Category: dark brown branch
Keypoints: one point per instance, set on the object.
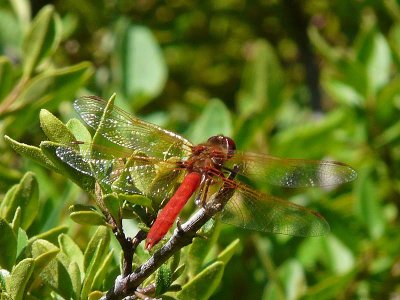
(182, 236)
(128, 245)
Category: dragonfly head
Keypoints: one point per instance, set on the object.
(226, 143)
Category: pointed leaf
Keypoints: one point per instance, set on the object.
(368, 207)
(50, 235)
(71, 249)
(25, 196)
(96, 295)
(163, 279)
(204, 284)
(84, 181)
(102, 271)
(6, 76)
(79, 131)
(48, 89)
(22, 241)
(88, 218)
(113, 205)
(91, 270)
(226, 255)
(54, 129)
(75, 275)
(41, 40)
(31, 152)
(55, 273)
(201, 246)
(142, 66)
(215, 119)
(101, 238)
(136, 199)
(8, 245)
(20, 276)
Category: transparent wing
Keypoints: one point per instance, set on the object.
(257, 211)
(291, 172)
(124, 172)
(123, 129)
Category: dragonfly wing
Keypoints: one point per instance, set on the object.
(121, 128)
(151, 177)
(291, 172)
(257, 211)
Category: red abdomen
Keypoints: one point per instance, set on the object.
(170, 212)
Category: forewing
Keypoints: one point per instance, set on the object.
(122, 171)
(123, 129)
(257, 211)
(291, 172)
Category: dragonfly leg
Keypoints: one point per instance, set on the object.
(201, 196)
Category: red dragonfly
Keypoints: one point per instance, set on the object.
(146, 159)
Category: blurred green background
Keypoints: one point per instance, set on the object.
(304, 79)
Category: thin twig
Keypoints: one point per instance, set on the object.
(182, 236)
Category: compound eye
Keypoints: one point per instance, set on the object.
(230, 146)
(225, 142)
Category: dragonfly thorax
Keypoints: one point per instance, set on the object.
(211, 155)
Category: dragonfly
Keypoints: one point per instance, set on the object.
(145, 159)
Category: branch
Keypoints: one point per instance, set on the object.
(182, 236)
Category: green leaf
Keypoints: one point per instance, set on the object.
(22, 241)
(136, 200)
(16, 222)
(43, 257)
(79, 131)
(50, 235)
(55, 273)
(4, 277)
(226, 255)
(200, 247)
(163, 279)
(338, 256)
(204, 284)
(373, 52)
(316, 136)
(49, 88)
(91, 270)
(30, 152)
(368, 209)
(330, 287)
(8, 245)
(75, 274)
(41, 40)
(142, 68)
(54, 129)
(96, 295)
(262, 81)
(113, 205)
(293, 278)
(71, 249)
(6, 75)
(103, 270)
(86, 215)
(101, 238)
(343, 93)
(20, 276)
(26, 196)
(7, 200)
(214, 120)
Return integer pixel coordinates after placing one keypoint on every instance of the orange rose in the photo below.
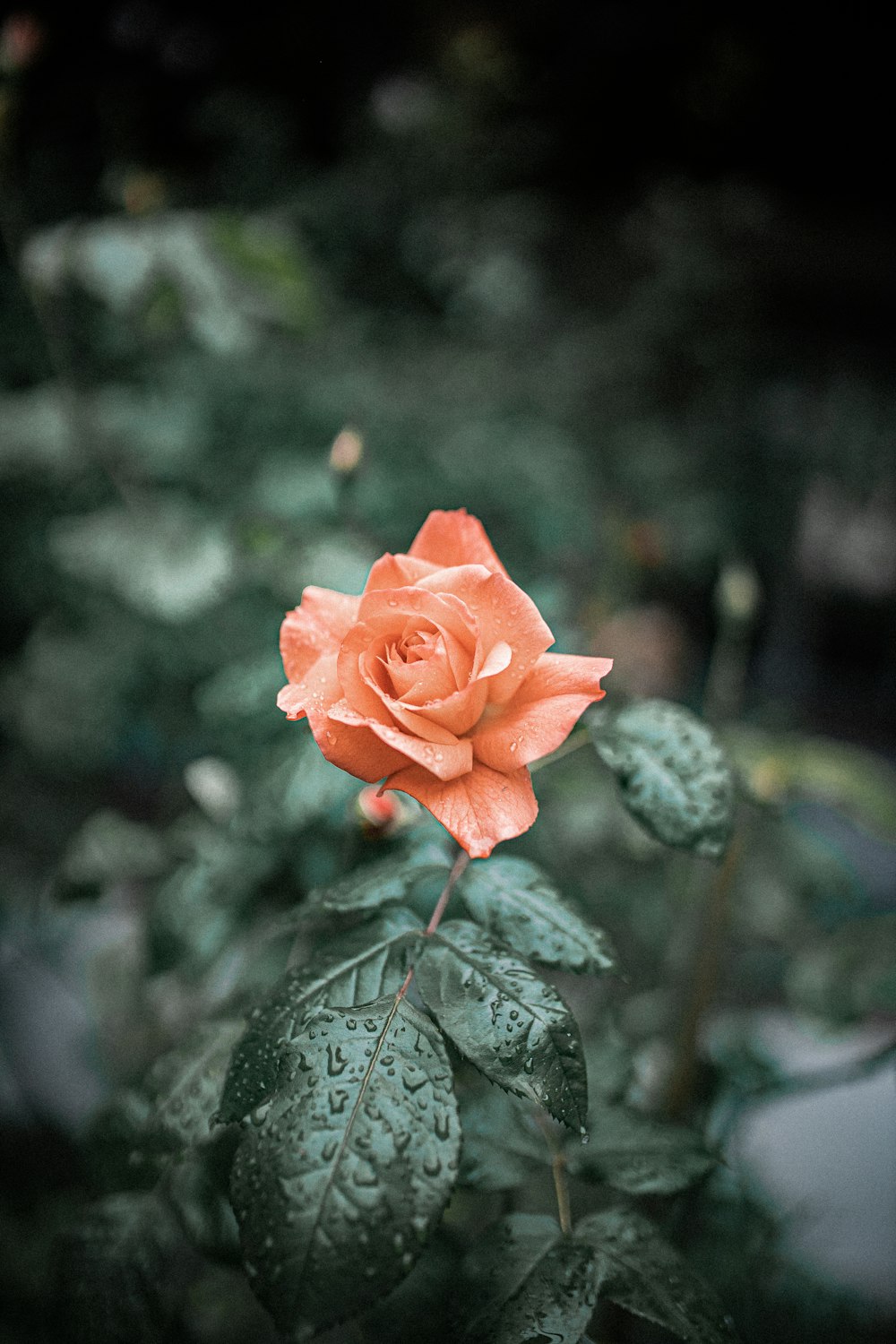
(437, 682)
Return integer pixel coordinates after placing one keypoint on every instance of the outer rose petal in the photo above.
(504, 615)
(317, 626)
(354, 749)
(440, 758)
(398, 572)
(316, 691)
(478, 809)
(543, 711)
(454, 538)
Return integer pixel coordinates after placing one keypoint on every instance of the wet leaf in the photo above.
(530, 1282)
(504, 1018)
(500, 1147)
(185, 1083)
(519, 903)
(641, 1271)
(355, 968)
(638, 1155)
(347, 1175)
(673, 774)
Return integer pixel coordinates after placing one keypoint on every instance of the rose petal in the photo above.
(354, 747)
(384, 615)
(314, 628)
(455, 714)
(505, 615)
(495, 661)
(398, 572)
(478, 809)
(314, 691)
(543, 711)
(443, 760)
(454, 538)
(425, 679)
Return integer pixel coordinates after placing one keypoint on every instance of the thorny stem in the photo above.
(559, 1172)
(457, 868)
(702, 975)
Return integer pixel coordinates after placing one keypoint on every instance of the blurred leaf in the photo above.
(672, 771)
(296, 787)
(503, 1018)
(641, 1271)
(113, 849)
(244, 693)
(124, 1271)
(185, 1085)
(382, 883)
(199, 905)
(525, 1281)
(519, 903)
(271, 260)
(164, 558)
(347, 1175)
(848, 975)
(858, 782)
(292, 488)
(196, 1190)
(638, 1155)
(607, 1056)
(349, 968)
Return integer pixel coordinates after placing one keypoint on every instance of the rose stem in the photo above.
(457, 868)
(559, 1172)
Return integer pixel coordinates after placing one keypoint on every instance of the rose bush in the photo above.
(437, 680)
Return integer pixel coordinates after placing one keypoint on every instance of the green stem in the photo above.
(702, 980)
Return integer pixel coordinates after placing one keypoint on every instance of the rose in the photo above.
(437, 680)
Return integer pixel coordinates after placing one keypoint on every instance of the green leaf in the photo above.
(641, 1271)
(530, 1284)
(349, 1171)
(383, 883)
(500, 1147)
(849, 973)
(673, 774)
(519, 903)
(506, 1021)
(185, 1085)
(352, 968)
(164, 556)
(638, 1155)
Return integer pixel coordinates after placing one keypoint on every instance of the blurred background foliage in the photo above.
(613, 277)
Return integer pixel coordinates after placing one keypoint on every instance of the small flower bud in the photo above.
(347, 452)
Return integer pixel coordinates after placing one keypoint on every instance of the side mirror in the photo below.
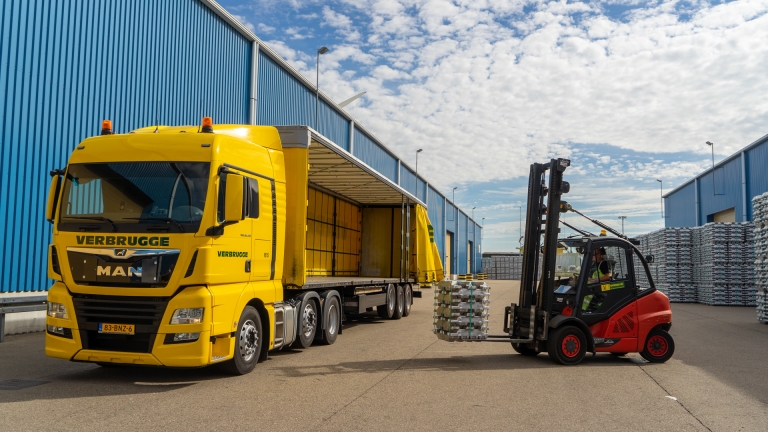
(233, 198)
(53, 198)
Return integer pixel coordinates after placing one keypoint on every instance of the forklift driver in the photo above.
(599, 272)
(601, 269)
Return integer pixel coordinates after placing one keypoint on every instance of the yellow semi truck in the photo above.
(196, 245)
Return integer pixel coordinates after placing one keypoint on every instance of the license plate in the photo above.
(117, 328)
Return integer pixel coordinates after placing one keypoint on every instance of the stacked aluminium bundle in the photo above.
(760, 232)
(671, 269)
(723, 258)
(461, 310)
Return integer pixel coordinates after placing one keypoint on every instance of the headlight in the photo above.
(187, 316)
(57, 310)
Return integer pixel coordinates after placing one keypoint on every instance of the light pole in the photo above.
(712, 146)
(661, 197)
(417, 161)
(320, 51)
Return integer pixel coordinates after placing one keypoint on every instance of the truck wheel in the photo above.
(525, 350)
(567, 345)
(332, 321)
(399, 300)
(248, 343)
(408, 295)
(387, 310)
(659, 346)
(308, 326)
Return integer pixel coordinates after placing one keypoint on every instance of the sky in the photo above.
(628, 90)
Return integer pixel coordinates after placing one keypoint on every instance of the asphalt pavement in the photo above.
(396, 375)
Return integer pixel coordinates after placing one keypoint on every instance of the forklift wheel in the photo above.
(525, 350)
(567, 345)
(659, 346)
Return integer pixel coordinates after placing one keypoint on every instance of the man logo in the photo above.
(118, 271)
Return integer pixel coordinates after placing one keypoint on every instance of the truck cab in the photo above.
(161, 237)
(193, 245)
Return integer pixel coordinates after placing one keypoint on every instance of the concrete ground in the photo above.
(396, 375)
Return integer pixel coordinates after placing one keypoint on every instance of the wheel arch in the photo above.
(563, 320)
(323, 297)
(300, 300)
(264, 318)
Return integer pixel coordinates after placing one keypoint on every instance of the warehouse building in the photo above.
(723, 193)
(68, 65)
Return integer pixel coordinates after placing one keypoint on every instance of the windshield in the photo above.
(134, 196)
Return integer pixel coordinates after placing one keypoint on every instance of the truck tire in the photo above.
(408, 295)
(659, 346)
(567, 345)
(523, 349)
(307, 324)
(399, 302)
(332, 321)
(248, 343)
(387, 310)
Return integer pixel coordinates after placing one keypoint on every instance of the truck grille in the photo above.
(144, 312)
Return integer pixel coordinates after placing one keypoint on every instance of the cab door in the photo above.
(261, 213)
(600, 300)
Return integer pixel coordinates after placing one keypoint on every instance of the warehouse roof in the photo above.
(760, 141)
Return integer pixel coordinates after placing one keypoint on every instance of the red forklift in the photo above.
(599, 305)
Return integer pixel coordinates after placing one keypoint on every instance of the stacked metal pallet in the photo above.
(671, 269)
(504, 267)
(723, 270)
(461, 310)
(760, 233)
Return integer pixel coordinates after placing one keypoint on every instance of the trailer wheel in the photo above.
(659, 346)
(332, 321)
(525, 350)
(387, 310)
(399, 302)
(567, 345)
(308, 326)
(408, 300)
(248, 343)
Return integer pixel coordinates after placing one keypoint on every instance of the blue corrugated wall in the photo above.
(757, 173)
(67, 65)
(681, 211)
(376, 157)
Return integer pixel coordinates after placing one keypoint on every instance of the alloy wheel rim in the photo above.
(571, 346)
(657, 346)
(308, 321)
(248, 340)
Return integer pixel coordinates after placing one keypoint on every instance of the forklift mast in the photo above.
(542, 218)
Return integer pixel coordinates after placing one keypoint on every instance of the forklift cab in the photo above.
(584, 297)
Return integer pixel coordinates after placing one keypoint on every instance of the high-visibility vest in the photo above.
(597, 274)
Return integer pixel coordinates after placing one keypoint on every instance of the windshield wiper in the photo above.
(177, 223)
(101, 218)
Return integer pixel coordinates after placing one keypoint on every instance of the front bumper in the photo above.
(156, 351)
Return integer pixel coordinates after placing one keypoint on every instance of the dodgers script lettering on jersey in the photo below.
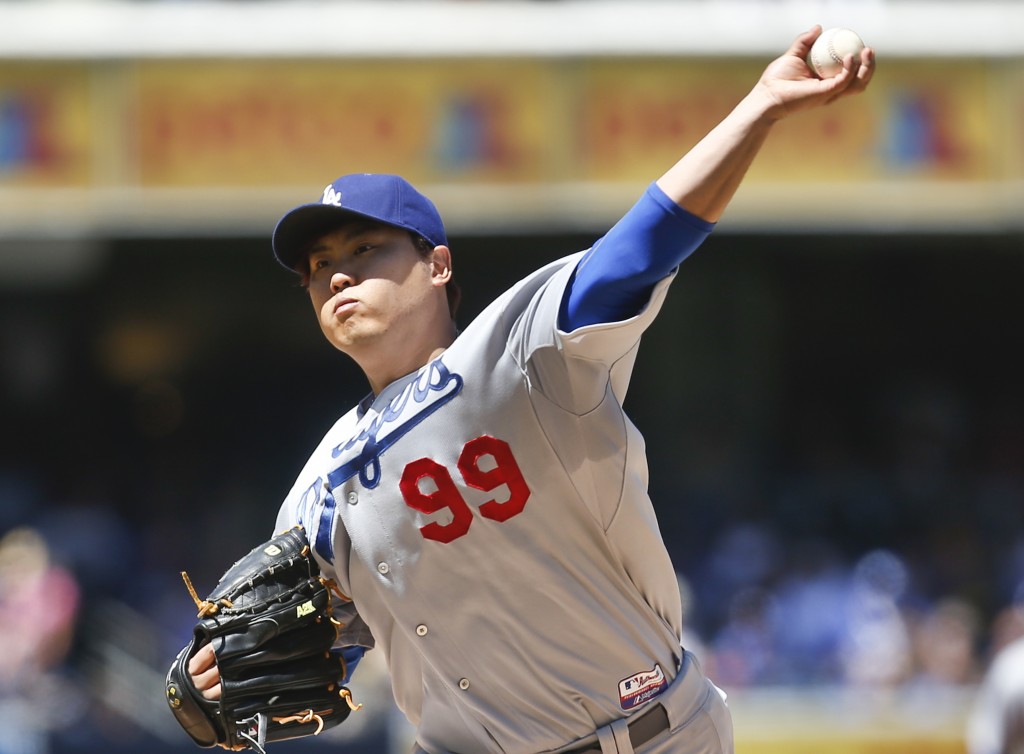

------------------------------------

About this task: Show all lines from the entries that hold "branch".

The answer:
Category: dark brown branch
Category: branch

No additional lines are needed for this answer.